_Work required_:
Copy out the entries below word for word, from the line containing "of the spinning" through the end of the entries, with both of those lines included.
┌─ Material provided
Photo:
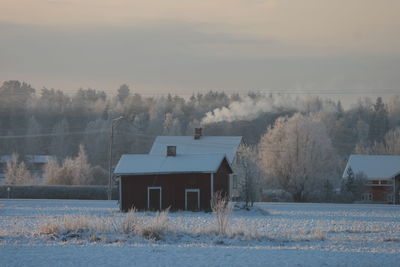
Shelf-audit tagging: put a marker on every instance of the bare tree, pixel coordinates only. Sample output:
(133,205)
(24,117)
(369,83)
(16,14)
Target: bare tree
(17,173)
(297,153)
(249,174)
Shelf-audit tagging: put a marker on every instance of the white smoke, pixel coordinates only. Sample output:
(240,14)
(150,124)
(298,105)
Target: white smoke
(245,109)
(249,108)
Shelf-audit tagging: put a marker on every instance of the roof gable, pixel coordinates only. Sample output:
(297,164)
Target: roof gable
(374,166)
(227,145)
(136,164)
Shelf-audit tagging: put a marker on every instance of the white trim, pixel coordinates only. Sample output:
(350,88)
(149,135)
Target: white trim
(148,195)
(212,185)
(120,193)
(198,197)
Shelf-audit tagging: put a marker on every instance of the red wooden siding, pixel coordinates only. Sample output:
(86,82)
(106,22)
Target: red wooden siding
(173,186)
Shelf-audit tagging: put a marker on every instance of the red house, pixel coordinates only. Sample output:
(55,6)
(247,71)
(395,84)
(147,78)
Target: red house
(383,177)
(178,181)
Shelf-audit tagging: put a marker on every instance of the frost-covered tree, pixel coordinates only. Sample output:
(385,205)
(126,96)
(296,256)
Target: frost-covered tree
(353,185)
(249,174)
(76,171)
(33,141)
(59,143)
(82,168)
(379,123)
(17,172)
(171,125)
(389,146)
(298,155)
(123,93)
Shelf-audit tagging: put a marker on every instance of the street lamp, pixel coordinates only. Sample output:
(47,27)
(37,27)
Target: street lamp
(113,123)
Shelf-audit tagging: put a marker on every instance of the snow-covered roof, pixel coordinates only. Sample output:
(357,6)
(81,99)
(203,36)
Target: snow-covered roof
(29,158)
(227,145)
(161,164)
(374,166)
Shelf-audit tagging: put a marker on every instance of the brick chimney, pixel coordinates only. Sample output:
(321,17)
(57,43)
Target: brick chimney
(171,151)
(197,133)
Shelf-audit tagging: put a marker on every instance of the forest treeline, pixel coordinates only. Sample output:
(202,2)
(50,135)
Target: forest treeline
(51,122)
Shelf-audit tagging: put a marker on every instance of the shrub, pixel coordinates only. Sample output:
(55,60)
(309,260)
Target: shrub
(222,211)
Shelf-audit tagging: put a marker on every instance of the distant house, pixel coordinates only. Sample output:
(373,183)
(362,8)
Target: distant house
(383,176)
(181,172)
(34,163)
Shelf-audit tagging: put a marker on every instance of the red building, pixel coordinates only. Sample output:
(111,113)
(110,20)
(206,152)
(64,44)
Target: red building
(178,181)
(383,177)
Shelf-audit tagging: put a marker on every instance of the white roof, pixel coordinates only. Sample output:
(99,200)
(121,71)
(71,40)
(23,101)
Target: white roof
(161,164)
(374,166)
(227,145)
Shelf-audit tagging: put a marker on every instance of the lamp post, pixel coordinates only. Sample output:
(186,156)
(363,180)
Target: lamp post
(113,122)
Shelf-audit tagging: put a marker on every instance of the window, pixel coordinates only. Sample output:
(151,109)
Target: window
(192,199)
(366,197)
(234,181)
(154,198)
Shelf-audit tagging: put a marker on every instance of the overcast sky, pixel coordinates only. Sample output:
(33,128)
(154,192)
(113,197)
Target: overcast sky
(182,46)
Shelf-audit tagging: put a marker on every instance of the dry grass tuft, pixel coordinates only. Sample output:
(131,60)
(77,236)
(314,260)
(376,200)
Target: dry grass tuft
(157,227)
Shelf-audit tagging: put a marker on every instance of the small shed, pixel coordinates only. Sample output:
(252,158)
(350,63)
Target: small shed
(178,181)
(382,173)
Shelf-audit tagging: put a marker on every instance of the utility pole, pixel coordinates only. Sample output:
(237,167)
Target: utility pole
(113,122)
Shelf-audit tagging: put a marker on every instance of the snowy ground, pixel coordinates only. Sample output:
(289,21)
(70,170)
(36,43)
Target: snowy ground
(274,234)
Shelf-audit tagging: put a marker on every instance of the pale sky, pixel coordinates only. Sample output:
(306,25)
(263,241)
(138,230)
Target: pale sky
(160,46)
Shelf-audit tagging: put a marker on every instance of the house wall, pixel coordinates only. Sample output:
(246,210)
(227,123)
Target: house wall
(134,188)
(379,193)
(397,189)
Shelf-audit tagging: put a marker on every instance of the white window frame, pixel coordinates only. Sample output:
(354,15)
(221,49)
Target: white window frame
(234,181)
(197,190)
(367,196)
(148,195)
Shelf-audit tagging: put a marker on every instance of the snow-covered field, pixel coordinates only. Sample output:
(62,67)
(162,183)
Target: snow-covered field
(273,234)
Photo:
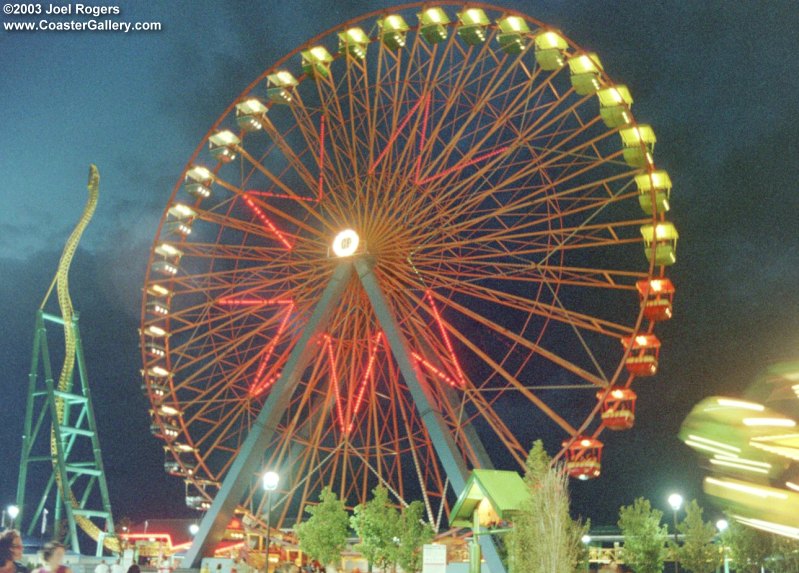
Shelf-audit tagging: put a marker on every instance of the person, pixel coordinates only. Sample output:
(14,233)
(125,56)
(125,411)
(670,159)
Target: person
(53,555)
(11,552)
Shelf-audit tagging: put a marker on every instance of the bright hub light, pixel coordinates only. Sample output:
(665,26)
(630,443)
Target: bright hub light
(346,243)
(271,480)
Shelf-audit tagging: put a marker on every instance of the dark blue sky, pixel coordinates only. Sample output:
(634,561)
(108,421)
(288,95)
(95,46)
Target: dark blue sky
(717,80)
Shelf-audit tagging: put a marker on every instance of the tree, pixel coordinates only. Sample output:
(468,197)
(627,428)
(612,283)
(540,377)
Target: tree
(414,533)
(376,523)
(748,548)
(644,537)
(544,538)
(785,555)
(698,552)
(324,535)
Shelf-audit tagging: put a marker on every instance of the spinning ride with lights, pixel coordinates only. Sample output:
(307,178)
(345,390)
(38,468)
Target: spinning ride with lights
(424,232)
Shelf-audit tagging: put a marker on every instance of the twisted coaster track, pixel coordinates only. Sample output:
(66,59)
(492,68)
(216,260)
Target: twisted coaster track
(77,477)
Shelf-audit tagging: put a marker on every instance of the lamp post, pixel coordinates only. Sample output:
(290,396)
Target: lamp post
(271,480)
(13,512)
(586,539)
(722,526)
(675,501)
└─
_Solution to this task_:
Shelf-audit tagging: put a marker on every instance of the spinning ride with lights, pixel coordinates only. Sample output:
(307,178)
(345,390)
(38,468)
Target: spinning ride with lights
(424,232)
Shelf-audit tagging: put a marker on every instance of the twisted coaster track, pixel coordinates only. Sample output:
(66,59)
(492,68)
(216,260)
Target: twisted coaster track
(77,477)
Shelf-audit tagging: put a marker on every instance of the lamp post, pixel coordinates only. Sample output:
(290,396)
Target: lamp post
(271,480)
(13,512)
(586,539)
(722,526)
(675,501)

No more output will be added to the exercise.